Stored records:
----

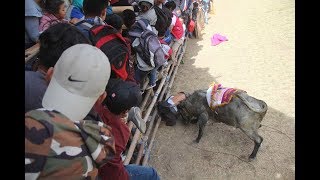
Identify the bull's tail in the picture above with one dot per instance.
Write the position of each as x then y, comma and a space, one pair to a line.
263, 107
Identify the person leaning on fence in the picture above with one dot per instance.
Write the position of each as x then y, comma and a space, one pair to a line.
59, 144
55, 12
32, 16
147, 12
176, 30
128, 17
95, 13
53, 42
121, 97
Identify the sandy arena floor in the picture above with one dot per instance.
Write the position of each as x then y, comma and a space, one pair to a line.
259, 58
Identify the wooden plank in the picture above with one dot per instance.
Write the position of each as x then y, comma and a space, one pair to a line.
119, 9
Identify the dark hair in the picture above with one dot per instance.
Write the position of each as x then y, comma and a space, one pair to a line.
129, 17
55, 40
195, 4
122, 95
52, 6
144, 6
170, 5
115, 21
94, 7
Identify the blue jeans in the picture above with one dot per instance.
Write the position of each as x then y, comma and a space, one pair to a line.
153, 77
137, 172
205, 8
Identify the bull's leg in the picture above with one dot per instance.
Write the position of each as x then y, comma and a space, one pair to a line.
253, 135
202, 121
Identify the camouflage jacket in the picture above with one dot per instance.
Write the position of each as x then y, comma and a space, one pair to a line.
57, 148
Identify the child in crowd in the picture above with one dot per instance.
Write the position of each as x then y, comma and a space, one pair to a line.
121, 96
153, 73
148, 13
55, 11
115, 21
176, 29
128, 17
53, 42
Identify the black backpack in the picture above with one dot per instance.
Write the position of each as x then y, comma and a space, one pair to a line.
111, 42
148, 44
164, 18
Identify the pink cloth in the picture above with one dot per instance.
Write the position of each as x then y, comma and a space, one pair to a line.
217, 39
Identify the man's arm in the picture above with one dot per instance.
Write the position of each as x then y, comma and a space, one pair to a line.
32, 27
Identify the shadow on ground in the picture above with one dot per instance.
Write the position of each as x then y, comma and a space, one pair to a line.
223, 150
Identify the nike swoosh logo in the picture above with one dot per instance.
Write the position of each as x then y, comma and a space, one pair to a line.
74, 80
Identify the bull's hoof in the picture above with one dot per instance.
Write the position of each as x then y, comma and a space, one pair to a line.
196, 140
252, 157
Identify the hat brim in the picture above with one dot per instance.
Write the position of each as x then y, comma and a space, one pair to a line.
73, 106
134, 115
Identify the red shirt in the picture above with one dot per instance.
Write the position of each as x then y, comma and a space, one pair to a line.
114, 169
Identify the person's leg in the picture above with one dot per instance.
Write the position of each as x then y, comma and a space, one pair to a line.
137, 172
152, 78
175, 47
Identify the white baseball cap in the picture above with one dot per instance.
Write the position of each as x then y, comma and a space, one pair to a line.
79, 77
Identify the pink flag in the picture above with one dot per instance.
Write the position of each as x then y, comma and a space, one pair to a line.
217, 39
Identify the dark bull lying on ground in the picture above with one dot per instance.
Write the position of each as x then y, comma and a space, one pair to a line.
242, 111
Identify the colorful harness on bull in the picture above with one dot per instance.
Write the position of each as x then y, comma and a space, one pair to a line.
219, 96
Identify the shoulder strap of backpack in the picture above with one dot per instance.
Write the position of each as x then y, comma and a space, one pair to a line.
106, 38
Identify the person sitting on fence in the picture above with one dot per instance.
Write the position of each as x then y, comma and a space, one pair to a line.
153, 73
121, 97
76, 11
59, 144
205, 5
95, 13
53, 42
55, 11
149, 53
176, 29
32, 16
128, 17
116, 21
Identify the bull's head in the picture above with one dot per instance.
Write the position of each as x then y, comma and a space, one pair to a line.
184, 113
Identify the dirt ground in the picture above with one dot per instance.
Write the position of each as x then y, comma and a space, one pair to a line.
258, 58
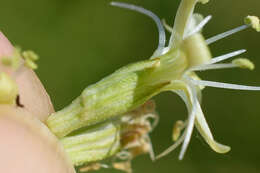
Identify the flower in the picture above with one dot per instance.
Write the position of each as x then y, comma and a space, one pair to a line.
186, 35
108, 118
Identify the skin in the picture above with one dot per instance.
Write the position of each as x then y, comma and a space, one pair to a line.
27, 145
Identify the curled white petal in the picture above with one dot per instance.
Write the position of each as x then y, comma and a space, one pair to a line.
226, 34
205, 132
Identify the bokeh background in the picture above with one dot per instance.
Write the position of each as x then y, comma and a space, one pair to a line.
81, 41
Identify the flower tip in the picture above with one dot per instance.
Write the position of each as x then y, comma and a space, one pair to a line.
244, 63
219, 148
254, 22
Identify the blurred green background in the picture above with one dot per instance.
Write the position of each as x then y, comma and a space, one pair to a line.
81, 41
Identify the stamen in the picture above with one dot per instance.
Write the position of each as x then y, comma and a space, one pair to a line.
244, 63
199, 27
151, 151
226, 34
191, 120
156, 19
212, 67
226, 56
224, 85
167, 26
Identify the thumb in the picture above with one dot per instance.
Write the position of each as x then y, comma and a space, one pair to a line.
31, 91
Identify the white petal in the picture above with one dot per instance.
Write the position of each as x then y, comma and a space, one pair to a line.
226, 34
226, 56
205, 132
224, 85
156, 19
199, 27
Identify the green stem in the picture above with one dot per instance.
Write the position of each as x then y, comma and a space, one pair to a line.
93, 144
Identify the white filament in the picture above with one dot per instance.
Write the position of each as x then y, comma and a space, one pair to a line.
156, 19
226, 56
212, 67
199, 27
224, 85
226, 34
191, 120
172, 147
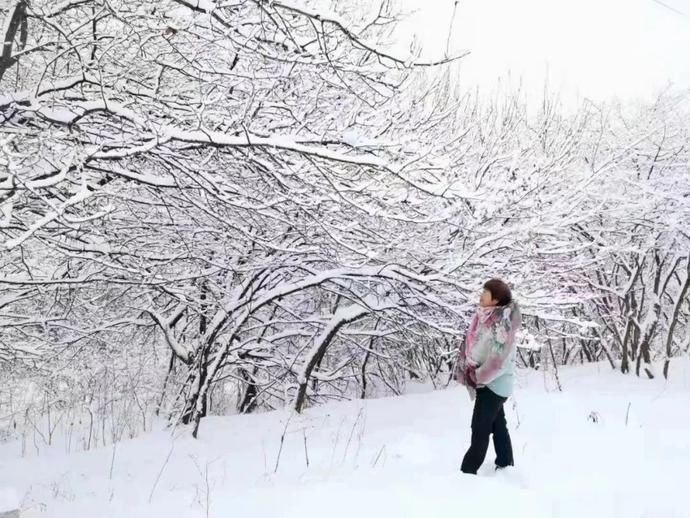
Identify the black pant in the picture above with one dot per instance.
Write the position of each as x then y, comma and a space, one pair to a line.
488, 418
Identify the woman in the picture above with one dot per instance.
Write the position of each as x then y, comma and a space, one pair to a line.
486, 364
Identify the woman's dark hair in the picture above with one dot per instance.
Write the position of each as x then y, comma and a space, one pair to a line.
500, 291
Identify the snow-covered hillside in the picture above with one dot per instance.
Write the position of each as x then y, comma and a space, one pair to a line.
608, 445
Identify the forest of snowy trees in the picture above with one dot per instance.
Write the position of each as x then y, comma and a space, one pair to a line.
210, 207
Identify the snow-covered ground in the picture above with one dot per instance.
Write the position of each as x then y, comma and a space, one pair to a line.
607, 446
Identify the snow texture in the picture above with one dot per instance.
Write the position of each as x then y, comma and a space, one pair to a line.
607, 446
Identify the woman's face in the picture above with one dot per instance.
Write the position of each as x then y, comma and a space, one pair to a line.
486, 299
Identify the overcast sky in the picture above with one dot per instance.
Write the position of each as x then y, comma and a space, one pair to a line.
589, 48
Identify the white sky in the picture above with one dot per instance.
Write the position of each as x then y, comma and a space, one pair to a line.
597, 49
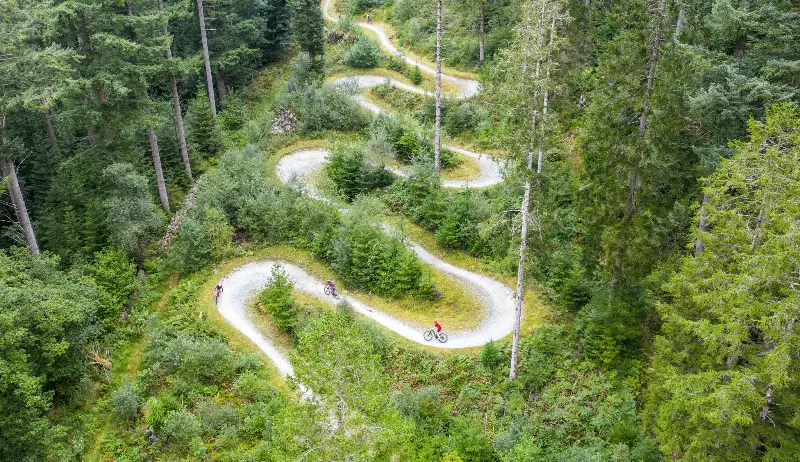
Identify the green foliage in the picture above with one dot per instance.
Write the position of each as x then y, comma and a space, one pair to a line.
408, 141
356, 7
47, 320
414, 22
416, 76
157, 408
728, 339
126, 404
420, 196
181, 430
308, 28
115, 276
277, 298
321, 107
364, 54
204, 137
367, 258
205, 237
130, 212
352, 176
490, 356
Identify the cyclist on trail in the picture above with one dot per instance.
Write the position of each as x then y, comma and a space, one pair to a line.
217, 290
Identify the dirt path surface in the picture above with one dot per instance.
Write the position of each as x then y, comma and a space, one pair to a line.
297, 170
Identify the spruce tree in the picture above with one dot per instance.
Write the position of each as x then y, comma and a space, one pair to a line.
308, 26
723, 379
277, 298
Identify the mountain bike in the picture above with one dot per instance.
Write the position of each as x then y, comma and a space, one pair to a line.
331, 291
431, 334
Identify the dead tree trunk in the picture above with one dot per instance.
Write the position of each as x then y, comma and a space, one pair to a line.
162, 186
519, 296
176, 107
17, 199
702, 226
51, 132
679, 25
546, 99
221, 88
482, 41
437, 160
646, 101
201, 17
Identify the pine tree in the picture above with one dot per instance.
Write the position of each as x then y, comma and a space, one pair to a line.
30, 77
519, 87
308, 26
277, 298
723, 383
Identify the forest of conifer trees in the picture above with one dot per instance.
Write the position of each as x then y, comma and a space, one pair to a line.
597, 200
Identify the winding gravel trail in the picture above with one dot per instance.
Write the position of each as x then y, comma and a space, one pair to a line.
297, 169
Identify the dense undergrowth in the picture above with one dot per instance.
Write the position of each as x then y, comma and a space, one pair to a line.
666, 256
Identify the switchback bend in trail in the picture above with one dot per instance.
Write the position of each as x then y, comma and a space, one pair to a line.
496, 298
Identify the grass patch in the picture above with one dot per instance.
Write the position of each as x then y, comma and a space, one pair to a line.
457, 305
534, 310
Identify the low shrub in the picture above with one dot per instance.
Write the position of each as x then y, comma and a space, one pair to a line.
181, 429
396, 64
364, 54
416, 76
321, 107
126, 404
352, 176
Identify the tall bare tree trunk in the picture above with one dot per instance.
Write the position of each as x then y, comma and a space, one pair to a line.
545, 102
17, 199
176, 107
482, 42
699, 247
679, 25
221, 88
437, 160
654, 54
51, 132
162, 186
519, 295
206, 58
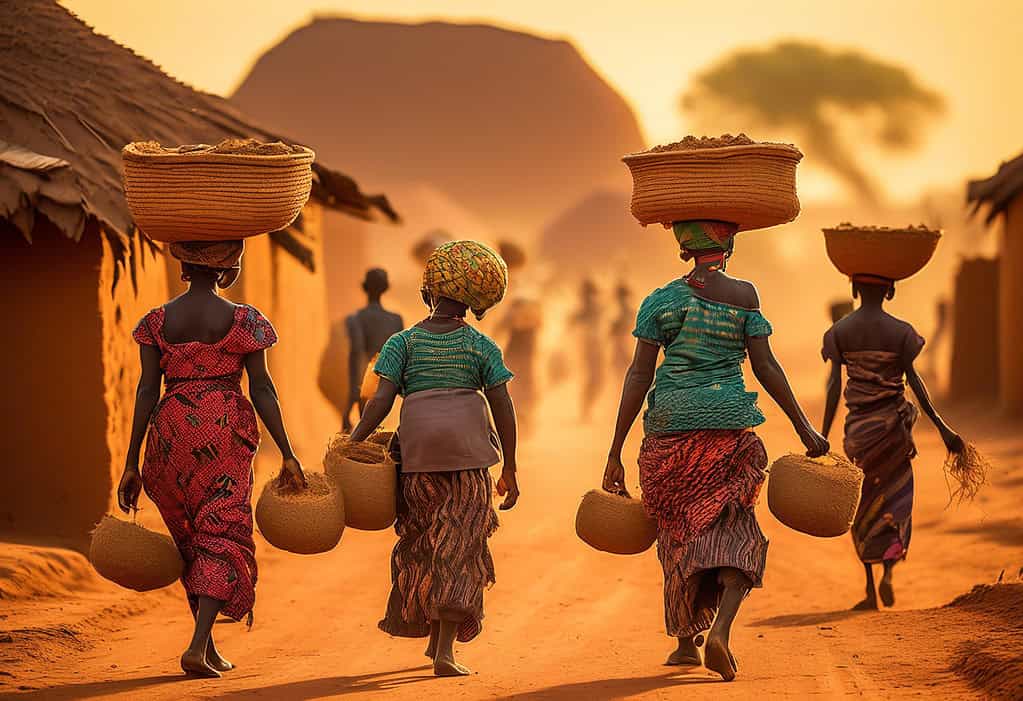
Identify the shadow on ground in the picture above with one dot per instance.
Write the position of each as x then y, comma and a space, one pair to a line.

----

Repeat the records above exactly, from the first line through the line containing "Identify the pink cloth", and leave out the pictures.

Identify the bull's tail in the picture above with one dot per instance.
Write the position of each as x then y, comma and a space, one pair to a line.
263, 107
Identify the person leaning on fence in the picture above with one dot per instance.
Write the position of each as x then y, comma and a space, one pair to a line.
59, 144
55, 12
32, 16
147, 12
176, 30
128, 17
95, 13
53, 42
121, 97
Identify the sandy arena floor in the picture above with one dot per instance.
Write the position of each as x then y, comma and a space, one pair to a line.
259, 58
Identify the wooden plank in the picture above with one dot per instance.
Write the position of each as x then y, comma and a space, one pair to a line.
119, 9
Identify the dark hair in the picture above with one dot per instance.
Write the position of each as x then y, comma and a space, one pair to a line.
129, 17
55, 40
195, 4
122, 95
52, 6
144, 6
170, 5
115, 21
94, 7
Identify the blue jeans in the picture above with one dot per instance.
Write the position of each as x then y, comma and a space, one pair to a line.
153, 77
137, 172
205, 8
Identify the bull's leg in the picture above with one dot per instance.
Write the position of each as x then y, comma and a space, one pair to a line.
253, 135
202, 121
Identify the camouflage jacket in the picture above with one dot per instance.
Write the position of each as x then y, comma and a space, one pair to a line.
57, 148
Identify the child in crowd in the picture above with one dot per instance.
Write the position of each as x then y, comma and a space, one pair to a line.
121, 96
153, 73
148, 13
55, 11
115, 21
176, 29
128, 17
53, 42
Identify the black backpack in the picture above with one dot per instance.
Write the position of each as x then y, comma and a space, one pair to a line.
111, 42
148, 44
164, 18
Identify the pink cloth in the picture above with one dot per instance.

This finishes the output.